-- Problemas a resolver --
A) Transcreva sem alterações a parte do texto sobre energia solar em Sobrado que começa em "O que pode parecer" e termina em "para essa população.".
B) Dê continuidade ao texto sobre a energia fotovoltaica nas comunidades ribeirinhas do Amazonas a partir do ponto em que ele termina.

-- Trecho selecionado --
************
O quarto episódio do programa Linhas, produzido em 2014 pela ONG Greenpeace, retratou a vida dos moradores de Sobrado, uma das 12 comunidades ribeirinhas do Amazonas que contam hoje com fotovoltagem. Wemelly Barroso Souza, 13 anos, conta que com a luz disponível todos os dias, a escola da região passou a dar aulas de noite, o que possibilitou que adultos frequentassem as aulas. “Meu pai, que mal sabia escrever o próprio nome, já está aprendendo a ler”, diz.
Nos centros urbanos, o acesso à internet está, cada vez mais, popularizado. A jovem Wemelly relata um pouco de sua experiência agora que também está conectada a rede. A menina teve a possibilidade de se engajar em temas como, por exemplo, a Consciência Negra, e tem transmitido esse conhecimento para o resto de sua comunidade.
Isabel Teixeira Queiroz, de 51 anos, é uma das fundadoras de Sobrado. Para ela, a melhor coisa de ter eletricidade é a água gelada. “Poder tomar um copo de água bem fresquinha no meio de um dia de trabalho na roça é muito bom”, conta.
Em 2011, cerca de 222 famílias de 12 comunidades localizadas nos munícipios de Autazes, Barcelos, Beruri, Eirunepé, Maús e Novo Airão (Amazonas) foram contempladas pelo Projeto Mini-Usinas Fotovoltaicas da Eletrobrás, com faturamento pré-pago administrado pela Amazonas Energia, por meio do Programa Luz Para Todos, do governo Federal. A população dessa região estava acostumada a contar com energia do ‘motor luz’, ou, muitas vezes, de lamparinas ou apenas luz de velas.
A primeira unidade de fotovoltagem foi inaugurada na comunidade do Sobrado, que localiza-se em uma das 400 ilhas do Parque Nacional das Anavilhanas. Sendo um dos maiores arquipélagos fluviais do mundo, para que a as redes de energia elétricas convencionais chegassem até a comunidade, seria necessário passar por rios caudalosos, matas fechadas e contar com eventos meteorológicos, com grande potencial de destruição, como chuvas e tempestades elétricas.
O que pode parecer banal aos que cresceram em centros urbanos com energia elétrica disponível 24h por dia, representa mudanças muito significativas na vida dessas comunidades. A possibilidade de armazenamento de alimentos em geladeiras ou freezers, a disponibilidade de água gelada, acionar um interruptor, assistir televisão e ligar um ventilador é uma rotina recente para essa população.
Situação atual
Diego da Silva Santos, engenheiro elétrico, especialista em energias renováveis e integrante da ONG Sociedade do Sol, explica que a população brasileira ainda está desinformada sobre o sistema de microgeração de energia. “É um marco para o sistema elétrico brasileiro permitir que as pessoas gerem a sua própria energia, isso tem muitas vantagens”, conta.
Ainda comenta que essa tecnologia se desenvolve no país desde 2012, a partir da resolução 482 da Aneel (Agência Nacional de Energia Elétrica), que instituiu a micro e a mini geração de energia. “Antigamente você podia ter o sistema fotovoltaico na sua casa. No entanto, era necessário fazer um sistema em que toda a energia produzida fosse consumida ou armazenada”, pontua. Isso tornava o custo muito alto por necessitar de um sistema de bateria, caro e com vida útil muito curta.
************
-- Dados extraídos --
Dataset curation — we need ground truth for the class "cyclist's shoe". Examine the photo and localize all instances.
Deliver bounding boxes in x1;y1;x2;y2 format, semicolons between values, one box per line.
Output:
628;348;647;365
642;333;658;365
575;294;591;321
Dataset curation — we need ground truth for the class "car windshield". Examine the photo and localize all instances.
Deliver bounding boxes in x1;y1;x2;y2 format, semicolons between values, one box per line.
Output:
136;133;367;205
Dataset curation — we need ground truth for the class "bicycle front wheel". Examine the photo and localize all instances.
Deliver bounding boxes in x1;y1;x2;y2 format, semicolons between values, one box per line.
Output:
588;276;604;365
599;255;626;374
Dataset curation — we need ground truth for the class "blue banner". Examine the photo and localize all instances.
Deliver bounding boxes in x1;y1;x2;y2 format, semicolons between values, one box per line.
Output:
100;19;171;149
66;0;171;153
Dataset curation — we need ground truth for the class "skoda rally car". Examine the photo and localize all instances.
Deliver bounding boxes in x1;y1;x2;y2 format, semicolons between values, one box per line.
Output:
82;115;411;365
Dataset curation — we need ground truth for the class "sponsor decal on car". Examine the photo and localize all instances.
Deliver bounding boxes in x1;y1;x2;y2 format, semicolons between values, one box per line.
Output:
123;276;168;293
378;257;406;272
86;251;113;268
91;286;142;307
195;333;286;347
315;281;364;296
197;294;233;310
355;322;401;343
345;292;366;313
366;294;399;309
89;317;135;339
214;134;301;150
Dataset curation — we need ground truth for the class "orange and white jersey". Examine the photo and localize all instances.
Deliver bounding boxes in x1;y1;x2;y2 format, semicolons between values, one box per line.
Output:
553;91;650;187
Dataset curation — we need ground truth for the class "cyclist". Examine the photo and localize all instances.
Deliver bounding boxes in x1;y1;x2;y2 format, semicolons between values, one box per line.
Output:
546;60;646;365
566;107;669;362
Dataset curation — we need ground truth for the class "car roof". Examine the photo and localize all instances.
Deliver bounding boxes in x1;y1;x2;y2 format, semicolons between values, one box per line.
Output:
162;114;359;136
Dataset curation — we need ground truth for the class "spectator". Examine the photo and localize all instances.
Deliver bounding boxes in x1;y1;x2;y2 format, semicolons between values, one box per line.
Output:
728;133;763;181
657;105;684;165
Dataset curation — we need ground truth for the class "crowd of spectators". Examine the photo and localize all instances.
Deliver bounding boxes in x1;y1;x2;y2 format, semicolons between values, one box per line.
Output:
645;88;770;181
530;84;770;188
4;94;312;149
************
-- Em resposta --
A)
O que pode parecer banal aos que cresceram em centros urbanos com energia elétrica disponível 24h por dia, representa mudanças muito significativas na vida dessas comunidades. A possibilidade de armazenamento de alimentos em geladeiras ou freezers, a disponibilidade de água gelada, acionar um interruptor, assistir televisão e ligar um ventilador é uma rotina recente para essa população.

B)
A nova regra estabeleceu um sistema de compensação, em que os brasileiros podem gerar energia em suas próprias casas e economizar na conta de luz. Pequenos geradores instalados em residências, por exemplo, produzem energia e o que não é consumido, é injetado no sistema da distribuidora. Assim, o consumidor que gera sua energia, recebe um crédito que pode ser abatido na conta de luz.
A resolução é valida para geradores que utilizam fontes alternativas de energias, como paneis solares, pequenas turbinas eólicas, geradores a biocombustíveis e minicentrais hidrelétricas, além de geração distribuída de pequeno porte.
No entanto, o ICMS (Imposto sobre a circulação de mercadorias e serviços) cobrado na conta de luz de um microgerador de energia é muito elevado, o que inviabiliza a popularização da energia solar no país. No final de abril deste ano, o Conselho Nacional de Política Fazendária (Confaz) determinou a isenção do ICMS para os brasileiros que produzem energia e enviam à rede elétrica de abastecimento.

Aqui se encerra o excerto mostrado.